• TO DO: Return every line of the listing exactly as written.

+ + + + +

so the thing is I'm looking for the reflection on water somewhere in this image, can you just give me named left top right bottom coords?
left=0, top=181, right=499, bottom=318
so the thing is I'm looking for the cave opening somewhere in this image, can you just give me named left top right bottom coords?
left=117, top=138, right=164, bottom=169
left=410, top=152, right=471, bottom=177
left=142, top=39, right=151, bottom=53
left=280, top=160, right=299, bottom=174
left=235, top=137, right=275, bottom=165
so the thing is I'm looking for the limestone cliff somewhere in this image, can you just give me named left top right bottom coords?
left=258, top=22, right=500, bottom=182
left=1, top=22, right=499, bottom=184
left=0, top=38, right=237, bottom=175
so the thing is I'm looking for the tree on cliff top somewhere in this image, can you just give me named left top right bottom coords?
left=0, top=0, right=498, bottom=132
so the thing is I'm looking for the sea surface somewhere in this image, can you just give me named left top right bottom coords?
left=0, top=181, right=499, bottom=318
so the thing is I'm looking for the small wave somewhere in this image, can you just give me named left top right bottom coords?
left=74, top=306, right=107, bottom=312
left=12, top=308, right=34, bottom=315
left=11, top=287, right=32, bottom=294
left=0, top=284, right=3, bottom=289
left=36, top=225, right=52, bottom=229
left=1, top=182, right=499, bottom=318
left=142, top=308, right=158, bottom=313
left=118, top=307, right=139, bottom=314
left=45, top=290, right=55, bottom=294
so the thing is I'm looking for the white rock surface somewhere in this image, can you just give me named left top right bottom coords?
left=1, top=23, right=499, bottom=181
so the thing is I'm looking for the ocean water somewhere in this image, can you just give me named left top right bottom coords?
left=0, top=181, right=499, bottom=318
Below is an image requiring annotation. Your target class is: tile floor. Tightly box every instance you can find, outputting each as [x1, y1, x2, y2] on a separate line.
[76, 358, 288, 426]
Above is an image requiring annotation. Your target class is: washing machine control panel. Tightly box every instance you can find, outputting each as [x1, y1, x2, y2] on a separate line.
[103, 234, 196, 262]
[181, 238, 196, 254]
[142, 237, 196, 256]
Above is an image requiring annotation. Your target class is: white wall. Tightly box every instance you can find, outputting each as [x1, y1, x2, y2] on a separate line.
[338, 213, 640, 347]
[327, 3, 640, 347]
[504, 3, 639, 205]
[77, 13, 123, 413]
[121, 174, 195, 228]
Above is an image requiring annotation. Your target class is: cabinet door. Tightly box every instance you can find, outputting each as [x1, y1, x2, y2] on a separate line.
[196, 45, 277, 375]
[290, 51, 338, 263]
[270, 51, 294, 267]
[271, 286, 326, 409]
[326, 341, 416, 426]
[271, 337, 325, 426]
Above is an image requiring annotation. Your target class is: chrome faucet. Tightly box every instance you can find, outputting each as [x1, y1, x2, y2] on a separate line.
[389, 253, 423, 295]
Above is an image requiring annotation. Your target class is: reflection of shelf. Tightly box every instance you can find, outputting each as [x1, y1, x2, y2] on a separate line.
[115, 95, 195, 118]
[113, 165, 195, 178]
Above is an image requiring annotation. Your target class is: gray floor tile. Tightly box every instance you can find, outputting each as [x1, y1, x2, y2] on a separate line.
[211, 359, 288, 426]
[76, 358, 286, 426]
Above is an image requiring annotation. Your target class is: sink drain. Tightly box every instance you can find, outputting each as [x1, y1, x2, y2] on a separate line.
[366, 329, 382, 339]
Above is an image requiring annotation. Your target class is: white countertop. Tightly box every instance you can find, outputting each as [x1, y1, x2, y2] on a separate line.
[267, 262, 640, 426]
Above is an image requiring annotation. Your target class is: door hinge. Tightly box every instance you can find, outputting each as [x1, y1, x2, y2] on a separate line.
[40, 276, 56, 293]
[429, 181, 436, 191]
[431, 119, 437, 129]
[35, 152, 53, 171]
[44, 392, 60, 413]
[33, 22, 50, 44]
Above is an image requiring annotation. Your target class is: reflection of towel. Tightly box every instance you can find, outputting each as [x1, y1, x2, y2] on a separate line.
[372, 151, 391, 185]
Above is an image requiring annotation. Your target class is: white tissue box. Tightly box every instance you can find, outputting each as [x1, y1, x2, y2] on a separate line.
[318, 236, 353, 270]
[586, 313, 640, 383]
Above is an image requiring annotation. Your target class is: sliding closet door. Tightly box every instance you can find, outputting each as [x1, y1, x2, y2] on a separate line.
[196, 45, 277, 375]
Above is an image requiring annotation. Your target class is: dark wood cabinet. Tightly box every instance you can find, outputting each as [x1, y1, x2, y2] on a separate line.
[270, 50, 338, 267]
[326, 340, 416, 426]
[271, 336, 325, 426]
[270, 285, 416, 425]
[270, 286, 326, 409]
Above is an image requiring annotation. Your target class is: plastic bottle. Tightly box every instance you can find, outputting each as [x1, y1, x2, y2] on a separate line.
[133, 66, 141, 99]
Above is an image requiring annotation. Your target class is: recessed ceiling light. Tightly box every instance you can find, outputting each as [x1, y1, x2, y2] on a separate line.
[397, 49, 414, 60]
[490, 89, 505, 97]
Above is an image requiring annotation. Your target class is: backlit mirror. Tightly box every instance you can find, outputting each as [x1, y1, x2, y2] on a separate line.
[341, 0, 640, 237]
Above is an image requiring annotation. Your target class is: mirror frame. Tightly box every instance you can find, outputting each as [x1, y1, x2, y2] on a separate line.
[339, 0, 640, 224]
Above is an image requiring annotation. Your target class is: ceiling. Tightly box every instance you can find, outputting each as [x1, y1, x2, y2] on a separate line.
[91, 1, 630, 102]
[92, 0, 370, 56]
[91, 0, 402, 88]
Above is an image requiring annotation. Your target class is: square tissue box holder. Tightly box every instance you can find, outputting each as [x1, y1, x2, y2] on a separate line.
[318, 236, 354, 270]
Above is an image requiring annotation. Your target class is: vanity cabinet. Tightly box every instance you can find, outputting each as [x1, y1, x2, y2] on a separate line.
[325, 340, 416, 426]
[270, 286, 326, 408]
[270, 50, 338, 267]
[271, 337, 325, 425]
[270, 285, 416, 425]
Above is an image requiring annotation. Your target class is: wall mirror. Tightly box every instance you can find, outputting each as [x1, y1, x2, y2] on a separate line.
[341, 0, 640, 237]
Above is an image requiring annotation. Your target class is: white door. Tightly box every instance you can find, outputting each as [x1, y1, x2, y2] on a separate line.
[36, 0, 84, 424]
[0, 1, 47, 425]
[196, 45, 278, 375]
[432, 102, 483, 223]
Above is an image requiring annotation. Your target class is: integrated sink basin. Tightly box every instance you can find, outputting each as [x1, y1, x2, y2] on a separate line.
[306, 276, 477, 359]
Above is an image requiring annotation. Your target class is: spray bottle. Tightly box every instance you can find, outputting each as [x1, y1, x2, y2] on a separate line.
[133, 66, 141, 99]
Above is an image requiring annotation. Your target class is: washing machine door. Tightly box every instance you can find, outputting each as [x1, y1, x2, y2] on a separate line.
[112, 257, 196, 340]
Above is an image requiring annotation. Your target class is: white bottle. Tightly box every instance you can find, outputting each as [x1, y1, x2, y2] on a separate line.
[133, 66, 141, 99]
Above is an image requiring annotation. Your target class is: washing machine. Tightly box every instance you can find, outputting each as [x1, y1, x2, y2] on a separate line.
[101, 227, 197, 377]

+ + + + +

• SOLUTION FOR THIS PROBLEM:
so the thing is I'm looking for the reflection on water somewhere in this image, can you just give me named left top right bottom coords?
left=0, top=181, right=499, bottom=318
so the thing is I'm looking for the cave opening somewhere in this image, can you just give me named left top right bottom coords?
left=117, top=138, right=164, bottom=169
left=410, top=152, right=471, bottom=177
left=142, top=39, right=151, bottom=53
left=280, top=160, right=299, bottom=174
left=235, top=137, right=275, bottom=165
so the thing is I'm looking for the limestone cliff somewhere in this image, can you just give me named left top right bottom coords?
left=258, top=22, right=500, bottom=182
left=1, top=22, right=499, bottom=184
left=0, top=38, right=237, bottom=175
so the thing is I'm looking for the tree on cliff top somewhere in this image, can you just give me named left top right bottom coords?
left=0, top=0, right=498, bottom=132
so the thing is I'm looking for the sea surface somewhere in this image, can you just give me named left top right bottom coords?
left=0, top=181, right=499, bottom=318
so the thing is I'm looking for the small wave somewhere in this image, can you just give me named left top right bottom coords?
left=74, top=306, right=107, bottom=312
left=12, top=308, right=34, bottom=315
left=11, top=287, right=32, bottom=294
left=0, top=284, right=3, bottom=289
left=36, top=225, right=52, bottom=229
left=1, top=182, right=499, bottom=318
left=142, top=308, right=158, bottom=313
left=118, top=307, right=139, bottom=314
left=45, top=290, right=55, bottom=294
so the thing is I'm looking for the white rock surface somewhere in this image, can you just give me named left top right bottom coords?
left=1, top=23, right=499, bottom=181
so the thing is I'm looking for the ocean water somewhere in this image, can you just give me named left top right bottom coords?
left=0, top=181, right=499, bottom=318
Below is an image requiring annotation. Your target class is: tile floor. Tightly box every instance you can find, outputting each as [x1, y1, x2, y2] on a separate line.
[76, 358, 288, 426]
Above is an image requiring annotation. Your target class is: washing machine control panel. Tightly box every instance you can find, outputting each as [x1, y1, x2, y2] on a separate line.
[103, 234, 196, 262]
[181, 238, 196, 254]
[142, 237, 196, 256]
Above is an image requiring annotation. Your target class is: white wall. Tightly box every instance you can find, outputting each as [x1, y1, x2, y2] on a separate line.
[338, 213, 640, 347]
[327, 3, 640, 347]
[504, 3, 639, 205]
[77, 13, 123, 413]
[121, 174, 195, 228]
Above is an image requiring annotation. Your target class is: cabinet door. Tightly box every instance you can find, outputting each as [x1, y1, x2, y2] on a separate line.
[196, 45, 277, 375]
[290, 51, 338, 263]
[270, 51, 294, 267]
[271, 286, 326, 409]
[326, 341, 416, 426]
[271, 337, 325, 426]
Above is an image requiring annotation. Your target class is: chrome faucet. Tightly box every instance you can find, outputting each as [x1, y1, x2, y2] on a separate line.
[389, 253, 423, 295]
Above is an image requiring annotation. Your target class is: reflection of shelf. Tightly box every instance you can find, outputting each as [x1, y1, x2, y2] on a separate line.
[115, 95, 195, 118]
[113, 165, 195, 178]
Above is an image requiring annotation. Your target class is: gray floor tile. Tightly box every instance you can find, outputting each as [x1, y1, x2, y2] on a separate line.
[211, 359, 288, 426]
[76, 358, 286, 426]
Above is an image requiring annotation. Your target class is: sink drain. Tightly box every instance you can find, outputting each as [x1, y1, x2, y2] on a separate line.
[366, 329, 382, 339]
Above is an image requiring annotation. Your target class is: white countertop. Tightly box every instance you can find, outputting each as [x1, y1, x2, y2] on a separate line.
[267, 262, 640, 426]
Above is an image requiring annotation. Your target class is: door hinge. Tightly box every instance you can find, outputting each as [x1, y1, x2, y2] on a separate line.
[40, 276, 56, 293]
[429, 181, 436, 191]
[431, 119, 437, 129]
[35, 152, 53, 171]
[44, 392, 60, 413]
[33, 22, 50, 44]
Above is an image requiring annotation. Your target class is: reflection of towel. Tightly box every instance you can find, outputting each as [x1, y1, x2, y2] on a separate line.
[372, 151, 391, 185]
Above is an image requiring annotation. Your target class is: white tissue box. Tightly box every instance you can find, outputting each as [x1, y1, x2, y2] on a separate line.
[318, 236, 353, 270]
[586, 313, 640, 383]
Above is an image requiring annotation. Your target class is: sliding closet door. Tightly box every instance you can find, outputting each as [x1, y1, x2, y2] on a separate line.
[196, 45, 277, 375]
Above is an image requiring annotation. Your target class is: dark wood cabinet. Tightly box every instance you can find, outputting each as [x1, y1, x2, y2] on a separate line.
[270, 50, 338, 267]
[326, 340, 416, 426]
[271, 336, 325, 426]
[270, 285, 416, 425]
[270, 286, 326, 409]
Above is an image requiring annotation. Your target class is: plastic bottle. Tightly box every instance you can find, outputting each as [x1, y1, x2, y2] on a separate line.
[133, 66, 141, 99]
Above is an image requiring annotation. Your target class is: recessed ceiling light. Tightly box every instance you can find, outputting each as [x1, y1, x2, y2] on a separate line.
[397, 49, 414, 60]
[490, 89, 505, 97]
Above is an image requiring annotation. Your target class is: backlit mirror. Tightly box every instance you can find, outputting each as [x1, y1, x2, y2] on a separate line.
[341, 0, 640, 237]
Above is an image requiring annotation. Your target class is: mirror frame. Tightly box every instance you can find, outputting each as [x1, y1, x2, y2] on a separate line.
[339, 0, 640, 224]
Above is an image requiring annotation. Your target class is: ceiling. Tightly box every instance you can find, outputting each as [x1, y1, x2, y2] on a separate line.
[91, 1, 630, 102]
[92, 0, 370, 56]
[91, 0, 402, 88]
Above is an image requiring annotation. Your target class is: square tissue box holder. Tightly box every instance you can find, outputting each as [x1, y1, x2, y2] on a separate line.
[318, 236, 354, 270]
Above is an image requiring annotation. Your target class is: vanity cabinet. Tightly box every instance you can find, outputting each as [x1, y1, x2, y2] on a separate line.
[325, 340, 416, 426]
[270, 286, 326, 408]
[270, 50, 338, 267]
[271, 337, 325, 425]
[270, 285, 416, 425]
Above is an image requiring annotation. Your target class is: wall mirror. Tightly box every instance you can find, outputting each as [x1, y1, x2, y2] on a separate line.
[341, 0, 640, 237]
Above is an image requiring annotation. Your target class is: white door. Tightly box every instance you can find, outputting each as [x1, y1, x2, y2] on a separate line.
[36, 0, 84, 424]
[0, 1, 47, 425]
[196, 45, 278, 375]
[432, 102, 483, 223]
Above is an image requiring annotation. Your target class is: integrated sink basin. Tightly box every instance you can find, outputting each as [x1, y1, x2, y2] on a separate line.
[306, 276, 477, 359]
Above is an image requiring annotation. Your target class is: spray bottle. Tightly box every instance you can find, outputting each as [x1, y1, x2, y2] on a separate line.
[133, 66, 141, 99]
Above is an image requiring annotation. Your target class is: washing machine door. Tightly box every instance you can find, outputting each as [x1, y1, x2, y2] on a separate line.
[112, 257, 196, 340]
Above is an image requiring annotation. Your target class is: white bottle. Tightly box every instance you can find, outputting each as [x1, y1, x2, y2] on a separate line.
[133, 66, 141, 99]
Above is an image requiring annotation. Your target class is: washing machine. Tightly box every instance you can find, outputting each as [x1, y1, x2, y2] on a separate line.
[101, 227, 197, 377]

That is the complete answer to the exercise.